> **文档片段**
○ ○ ○ ○ ○ ○ ○

• hive文件格式


    hive 默认格式为文本格式,便于文本查看数据,便于与其他工具共享,与二进制文件相比占用较大的空间

    hive> create table tb_test(id int,name string) stored as textfile;
    OK
    Time taken: 0.968 seconds
    hive> show create table tb_test;
    OK
    createtab_stmt
    CREATE TABLE `tb_test`(
      `id` int,
      `name` string)
    ROW FORMAT SERDE
      'org.apache.hadoop.hive.serde2.lazy.LazySimpleSerDe'
    STORED AS INPUTFORMAT
      'org.apache.hadoop.mapred.TextInputFormat'
    OUTPUTFORMAT
      'org.apache.hadoop.hive.ql.io.HiveIgnoreKeyTextOutputFormat'
    LOCATION
      'hdfs://localhost:9000/user/hive/warehouse/gamedw.db/tb_test'
    TBLPROPERTIES (
      'COLUMN_STATS_ACCURATE'='{"BASIC_STATS":"true"}',
      'numFiles'='0',
      'numRows'='0',
      'rawDataSize'='0',
      'totalSize'='0',
      'transient_lastDdlTime'='1536636132')
    Time taken: 0.275 seconds, Fetched: 18 row(s)

    sequencefile 含有键值对的二进制文件格式,是hadoop本身就支持的一种标准文件格式,可以在块和记录级别进行压缩,对优化磁盘利用率以及I/O有重要的意义,支持按照块级别的文件分割,以方便并行操作。

    hive> create table tb_test2(id int,name string) stored as sequencefile;
    OK
    Time taken: 0.264 seconds
    hive> show create table tb_test2;
    OK
    createtab_stmt
    CREATE TABLE `tb_test2`(
      `id` int,
      `name` string)

○ ○ ○ ○ ○ ○ ○

> **所示记录**

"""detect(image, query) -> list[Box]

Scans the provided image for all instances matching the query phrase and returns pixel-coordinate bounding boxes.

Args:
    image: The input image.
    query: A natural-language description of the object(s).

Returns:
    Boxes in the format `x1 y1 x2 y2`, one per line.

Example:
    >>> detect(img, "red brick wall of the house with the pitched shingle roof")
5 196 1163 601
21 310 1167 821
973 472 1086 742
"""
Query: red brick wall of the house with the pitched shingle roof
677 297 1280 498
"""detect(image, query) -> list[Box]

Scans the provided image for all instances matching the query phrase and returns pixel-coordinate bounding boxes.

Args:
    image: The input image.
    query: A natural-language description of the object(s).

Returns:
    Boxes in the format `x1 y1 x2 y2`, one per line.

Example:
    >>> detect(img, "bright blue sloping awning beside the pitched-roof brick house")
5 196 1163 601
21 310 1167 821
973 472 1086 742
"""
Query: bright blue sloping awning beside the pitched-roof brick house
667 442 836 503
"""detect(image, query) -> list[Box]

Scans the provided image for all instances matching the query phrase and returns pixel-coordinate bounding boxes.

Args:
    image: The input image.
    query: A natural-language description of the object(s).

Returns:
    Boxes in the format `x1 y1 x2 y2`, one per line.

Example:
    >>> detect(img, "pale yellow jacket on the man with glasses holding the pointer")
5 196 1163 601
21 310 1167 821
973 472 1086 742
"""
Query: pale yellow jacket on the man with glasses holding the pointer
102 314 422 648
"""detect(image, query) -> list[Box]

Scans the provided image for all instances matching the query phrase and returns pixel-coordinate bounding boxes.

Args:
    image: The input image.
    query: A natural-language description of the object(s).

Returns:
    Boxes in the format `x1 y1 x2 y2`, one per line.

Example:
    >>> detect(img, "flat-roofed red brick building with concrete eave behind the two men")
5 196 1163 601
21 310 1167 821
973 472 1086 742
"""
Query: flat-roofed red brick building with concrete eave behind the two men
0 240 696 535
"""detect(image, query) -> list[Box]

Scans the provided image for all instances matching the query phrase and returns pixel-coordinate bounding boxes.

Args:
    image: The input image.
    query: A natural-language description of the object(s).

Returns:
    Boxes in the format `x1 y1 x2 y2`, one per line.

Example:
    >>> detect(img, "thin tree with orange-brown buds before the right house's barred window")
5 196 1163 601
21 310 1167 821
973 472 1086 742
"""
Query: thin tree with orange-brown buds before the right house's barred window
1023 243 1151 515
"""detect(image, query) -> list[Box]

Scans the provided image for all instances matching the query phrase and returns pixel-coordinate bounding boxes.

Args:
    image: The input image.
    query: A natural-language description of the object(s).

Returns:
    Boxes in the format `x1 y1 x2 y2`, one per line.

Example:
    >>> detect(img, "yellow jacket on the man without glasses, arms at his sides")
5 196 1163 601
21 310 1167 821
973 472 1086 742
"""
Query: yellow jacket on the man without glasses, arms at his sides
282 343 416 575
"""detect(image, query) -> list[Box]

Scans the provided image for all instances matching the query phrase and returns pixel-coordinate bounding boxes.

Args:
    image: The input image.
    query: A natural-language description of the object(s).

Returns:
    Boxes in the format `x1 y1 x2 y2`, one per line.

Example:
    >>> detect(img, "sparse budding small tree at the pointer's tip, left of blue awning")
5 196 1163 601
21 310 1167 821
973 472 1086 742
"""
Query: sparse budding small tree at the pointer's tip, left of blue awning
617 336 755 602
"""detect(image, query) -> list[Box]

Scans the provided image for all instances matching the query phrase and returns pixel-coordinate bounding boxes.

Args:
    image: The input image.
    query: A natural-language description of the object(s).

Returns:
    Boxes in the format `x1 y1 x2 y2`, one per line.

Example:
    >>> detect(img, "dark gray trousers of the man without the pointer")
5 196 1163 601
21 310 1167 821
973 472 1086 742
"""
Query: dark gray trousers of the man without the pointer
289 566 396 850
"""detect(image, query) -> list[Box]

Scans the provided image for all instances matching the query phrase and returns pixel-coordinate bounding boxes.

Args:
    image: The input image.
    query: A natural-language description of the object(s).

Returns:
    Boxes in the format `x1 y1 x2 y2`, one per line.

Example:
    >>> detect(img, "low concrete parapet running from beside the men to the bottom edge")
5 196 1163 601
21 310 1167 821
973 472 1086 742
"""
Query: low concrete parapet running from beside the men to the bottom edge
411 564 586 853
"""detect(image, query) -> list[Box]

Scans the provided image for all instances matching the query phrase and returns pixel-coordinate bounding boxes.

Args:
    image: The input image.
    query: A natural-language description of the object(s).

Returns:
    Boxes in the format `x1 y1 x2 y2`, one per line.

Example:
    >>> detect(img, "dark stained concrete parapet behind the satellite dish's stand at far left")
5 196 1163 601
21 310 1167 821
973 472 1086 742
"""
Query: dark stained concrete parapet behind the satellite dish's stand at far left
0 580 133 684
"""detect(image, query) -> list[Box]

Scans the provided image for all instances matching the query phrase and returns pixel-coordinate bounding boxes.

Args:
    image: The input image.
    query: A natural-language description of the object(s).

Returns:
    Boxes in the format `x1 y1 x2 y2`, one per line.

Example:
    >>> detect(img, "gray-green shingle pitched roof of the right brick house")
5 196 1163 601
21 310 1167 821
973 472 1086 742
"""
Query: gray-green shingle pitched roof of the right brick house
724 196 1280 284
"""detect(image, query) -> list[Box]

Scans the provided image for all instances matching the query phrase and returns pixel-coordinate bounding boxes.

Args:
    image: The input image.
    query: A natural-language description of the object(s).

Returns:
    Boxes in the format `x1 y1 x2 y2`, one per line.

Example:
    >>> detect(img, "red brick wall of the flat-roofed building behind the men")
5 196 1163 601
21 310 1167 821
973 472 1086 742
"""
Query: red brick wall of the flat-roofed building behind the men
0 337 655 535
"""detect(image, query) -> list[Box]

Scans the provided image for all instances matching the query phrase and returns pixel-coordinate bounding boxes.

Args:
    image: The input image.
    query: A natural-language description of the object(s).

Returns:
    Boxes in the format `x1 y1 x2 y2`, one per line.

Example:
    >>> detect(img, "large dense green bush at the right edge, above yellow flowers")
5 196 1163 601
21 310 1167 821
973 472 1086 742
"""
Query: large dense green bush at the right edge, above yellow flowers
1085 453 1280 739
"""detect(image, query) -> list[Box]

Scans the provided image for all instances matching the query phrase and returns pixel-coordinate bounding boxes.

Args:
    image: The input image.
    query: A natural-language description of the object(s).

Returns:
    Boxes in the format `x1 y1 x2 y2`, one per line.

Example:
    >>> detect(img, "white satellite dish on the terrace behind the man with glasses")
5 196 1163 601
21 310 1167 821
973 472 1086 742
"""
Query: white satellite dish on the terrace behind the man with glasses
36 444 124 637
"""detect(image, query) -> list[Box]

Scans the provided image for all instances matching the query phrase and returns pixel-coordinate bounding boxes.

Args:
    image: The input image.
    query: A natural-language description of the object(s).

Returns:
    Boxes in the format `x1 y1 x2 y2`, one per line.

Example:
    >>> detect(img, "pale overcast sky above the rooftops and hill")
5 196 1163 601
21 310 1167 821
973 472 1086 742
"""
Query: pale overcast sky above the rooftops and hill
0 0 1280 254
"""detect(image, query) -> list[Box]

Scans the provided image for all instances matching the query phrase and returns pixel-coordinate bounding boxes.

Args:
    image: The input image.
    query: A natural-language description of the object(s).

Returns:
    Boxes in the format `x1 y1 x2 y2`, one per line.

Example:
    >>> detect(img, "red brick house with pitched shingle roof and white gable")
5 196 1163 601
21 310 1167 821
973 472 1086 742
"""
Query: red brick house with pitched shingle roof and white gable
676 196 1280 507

○ ○ ○ ○ ○ ○ ○

> **任务 1**
从这段关于 Hive 文件格式的文档片段中，摘录自“Time taken: 0.275”起一直到“的文件分割,以方便并行操作。”为止的全部文字。
> **任务 2**
用两句话概括这段关于 Hive 文件格式的文档片段。

> **书面解答 1**
Time taken: 0.275 seconds, Fetched: 18 row(s)

    sequencefile 含有键值对的二进制文件格式,是hadoop本身就支持的一种标准文件格式,可以在块和记录级别进行压缩,对优化磁盘利用率以及I/O有重要的意义,支持按照块级别的文件分割,以方便并行操作。

> **书面解答 2**
Hive 默认采用文本格式，便于查看数据和与其他工具共享，但与二进制文件相比占用较大的空间。sequencefile 是含有键值对的二进制文件格式，为 Hadoop 本身支持的标准格式，可在块和记录级别压缩，对优化磁盘利用率和 I/O 有重要意义，并支持按块级别分割文件以方便并行操作。